▶ **What to work on**:
1. In the passage on contributory negligence and proximate cause, what did the plaintiff in Steele v. Burkhardt do that violated a city ordinance?
2. List the name of every court case cited in the passage on contributory negligence and proximate cause.
3. Pick up the passage on contributory negligence and proximate cause after its last sentence and write the next part.

In the case of Wells-Fargo Express Co. v. Benjamin, 107 Tex. 331,179 S.W. 513, decided by our Supreme Court, plaintiff was injured by the negligence of the express company in so loading its truck that an article fell off of it and struck the plaintiff, who was standing nearby. The defendant claimed that plaintiff was guilty of contributory negligence in putting himself in danger by going near the truck. It is certain that in that case the plaintiff would not have been injured, if he had not been in such position, yet the Supreme Court held that it would have been error to have submitted a charge which would bar recovery upon a finding of negligence by the plaintiff in going near the truck, without permitting the jury to pass on the question of proximate cause in that connection. This conclusion is based on the theory that reasonable minds might differ as to whether injury might be anticipated from the plaintiff's alleged negligent act in going near the truck. In the case of Railway Co. v. Ford, 56 Tex. Civ. App. 521, 121 S.W. 713, the plaintiff took a position in front of an approaching engine, for the purpose of mounting the pilot. His foot caught between the ties and he was injured. It was held that, even if plaintiff was negligent in going in front of the engine, yet such act was not necessarily the proximate cause of the injury, since that resulted from the unforeseen circumstance of his foot becoming fastened between the ties; the condition of the ties being unknown to the plaintiff. In the case of Steele v. Burkhardt, 104 Mass. 59, 6 Am.Rep. 191, plaintiff left his team standing on the streets of a city, in violation of the city ordinance, and it was held that this act was not the proximate cause of an injury to the team, caused by the defendant's servant negligently driving against them.

▶ **Dataset section**:
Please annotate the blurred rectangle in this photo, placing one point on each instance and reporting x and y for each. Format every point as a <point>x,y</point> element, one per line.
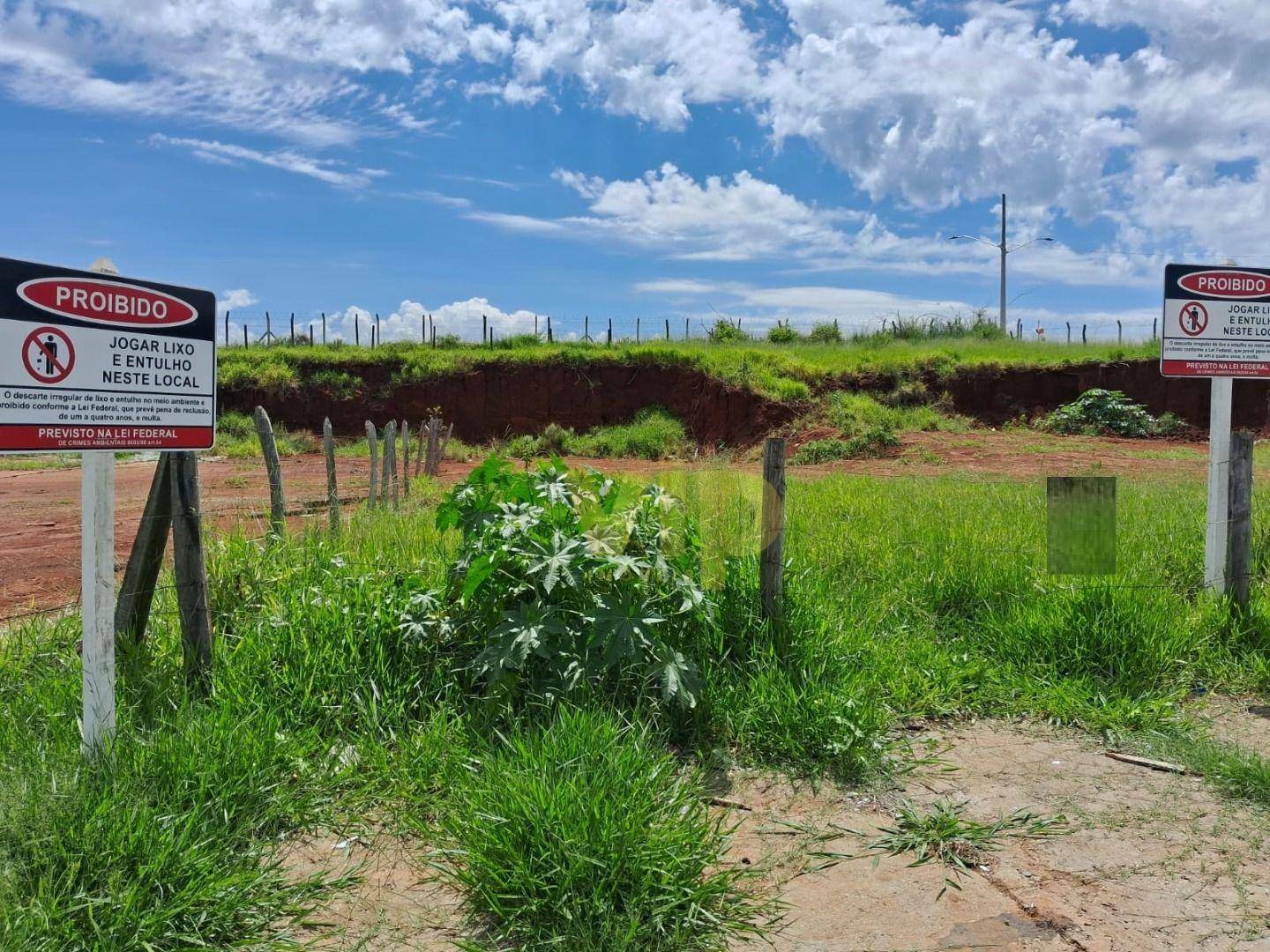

▶ **Solved tasks**:
1. He left his team standing on the streets of a city.

2. Wells-Fargo Express Co. v. Benjamin; Railway Co. v. Ford; Steele v. Burkhardt

3.
The plaintiff Eaton might be held to be bound to anticipate the danger of falling off the running board, or, if his body projected beyond the automobile, of being struck by some vehicle passing in the crowded streets of the city; but ordinarily one is not bound to anticipate the negligence of another. But, even if plaintiff were bound to anticipate the possibility of a violent collision, it does not necessarily follow that he was in the most dangerous position in such event. As it turned out, he was in the most dangerous position in the particular way in which this collision occurred, but in many imaginable cases of collision a position on the outside of the car might be the safest. Under the facts we have concluded that the court properly submitted to the jury as a question of fact the issue of proximate cause.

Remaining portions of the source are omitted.